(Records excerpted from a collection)
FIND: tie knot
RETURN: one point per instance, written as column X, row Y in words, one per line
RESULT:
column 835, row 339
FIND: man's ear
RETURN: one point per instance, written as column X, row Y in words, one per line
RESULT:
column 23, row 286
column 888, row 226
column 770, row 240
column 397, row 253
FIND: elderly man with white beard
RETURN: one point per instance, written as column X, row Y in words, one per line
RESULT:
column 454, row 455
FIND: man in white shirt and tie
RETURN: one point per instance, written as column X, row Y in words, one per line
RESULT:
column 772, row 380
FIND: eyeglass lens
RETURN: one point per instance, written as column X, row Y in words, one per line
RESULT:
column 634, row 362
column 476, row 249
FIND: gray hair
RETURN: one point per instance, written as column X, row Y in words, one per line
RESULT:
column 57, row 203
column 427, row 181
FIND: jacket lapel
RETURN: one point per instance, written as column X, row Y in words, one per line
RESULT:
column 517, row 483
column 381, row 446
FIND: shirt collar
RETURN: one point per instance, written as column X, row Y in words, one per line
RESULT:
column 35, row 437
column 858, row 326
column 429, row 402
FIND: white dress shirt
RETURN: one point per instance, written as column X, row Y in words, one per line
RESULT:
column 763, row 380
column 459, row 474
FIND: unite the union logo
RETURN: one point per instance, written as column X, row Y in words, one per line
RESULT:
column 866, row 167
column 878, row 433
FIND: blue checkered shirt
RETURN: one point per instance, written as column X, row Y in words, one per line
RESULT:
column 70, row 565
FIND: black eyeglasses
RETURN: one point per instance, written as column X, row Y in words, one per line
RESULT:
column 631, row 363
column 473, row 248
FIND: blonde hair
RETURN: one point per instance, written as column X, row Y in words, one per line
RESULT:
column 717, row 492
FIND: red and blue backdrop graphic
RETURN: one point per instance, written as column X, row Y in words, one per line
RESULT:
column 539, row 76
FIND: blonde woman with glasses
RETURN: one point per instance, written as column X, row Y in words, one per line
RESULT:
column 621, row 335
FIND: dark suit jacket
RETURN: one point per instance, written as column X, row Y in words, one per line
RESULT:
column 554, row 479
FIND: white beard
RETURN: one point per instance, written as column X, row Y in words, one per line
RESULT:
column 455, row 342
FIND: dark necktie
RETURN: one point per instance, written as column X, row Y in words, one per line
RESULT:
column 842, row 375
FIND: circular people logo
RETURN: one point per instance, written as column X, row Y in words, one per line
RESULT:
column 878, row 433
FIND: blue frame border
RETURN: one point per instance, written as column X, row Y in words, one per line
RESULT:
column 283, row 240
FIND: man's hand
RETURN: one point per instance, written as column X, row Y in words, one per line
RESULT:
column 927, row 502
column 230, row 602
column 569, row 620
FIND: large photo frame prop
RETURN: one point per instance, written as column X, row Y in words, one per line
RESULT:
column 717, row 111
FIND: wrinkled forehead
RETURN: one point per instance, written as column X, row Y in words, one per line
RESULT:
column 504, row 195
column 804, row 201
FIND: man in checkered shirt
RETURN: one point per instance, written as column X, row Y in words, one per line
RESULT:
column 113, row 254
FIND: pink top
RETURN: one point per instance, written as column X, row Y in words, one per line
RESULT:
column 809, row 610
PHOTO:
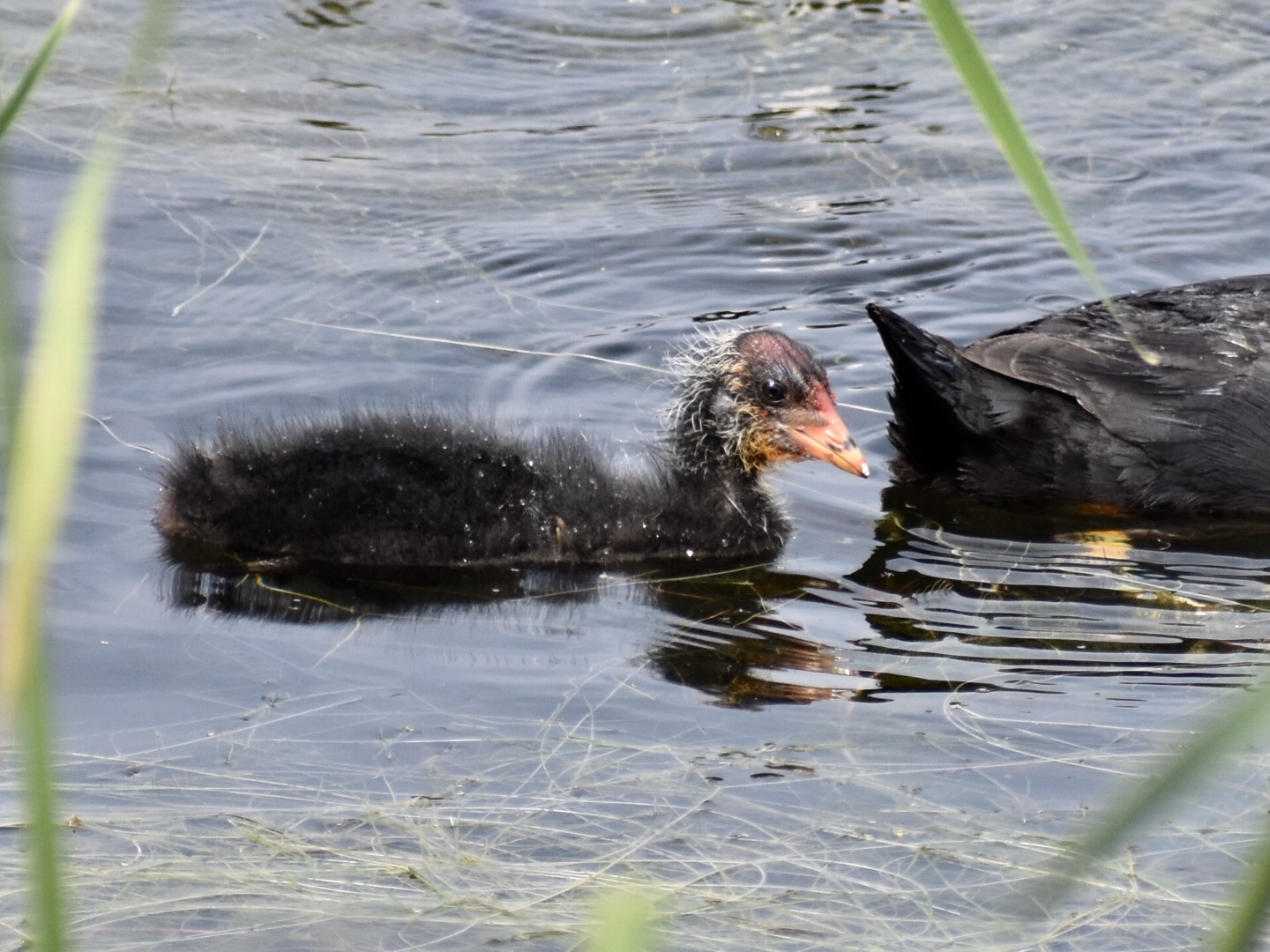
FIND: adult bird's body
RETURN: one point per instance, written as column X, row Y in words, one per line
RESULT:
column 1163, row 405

Aim: Copy out the records above word for word, starting at the line containing "FIND: dark suit jacket" and ending with the line containing "column 283, row 240".

Written reply:
FIND: dark suit jacket
RETURN: one point per instance, written as column X, row Y in words, one per line
RESULT:
column 554, row 479
FIND: white beard
RETURN: one point per instance, written as column X, row Y in words, one per line
RESULT:
column 455, row 342
FIND: dark necktie
RETURN: one point per instance, written as column X, row Y in words, one per line
RESULT:
column 842, row 375
FIND: circular people logo
RETURN: one point per instance, written as column X, row Y in words, one per line
RESULT:
column 878, row 433
FIND: blue frame border
RETURN: one point per instance, written as column X, row Y in words, one per line
RESULT:
column 283, row 240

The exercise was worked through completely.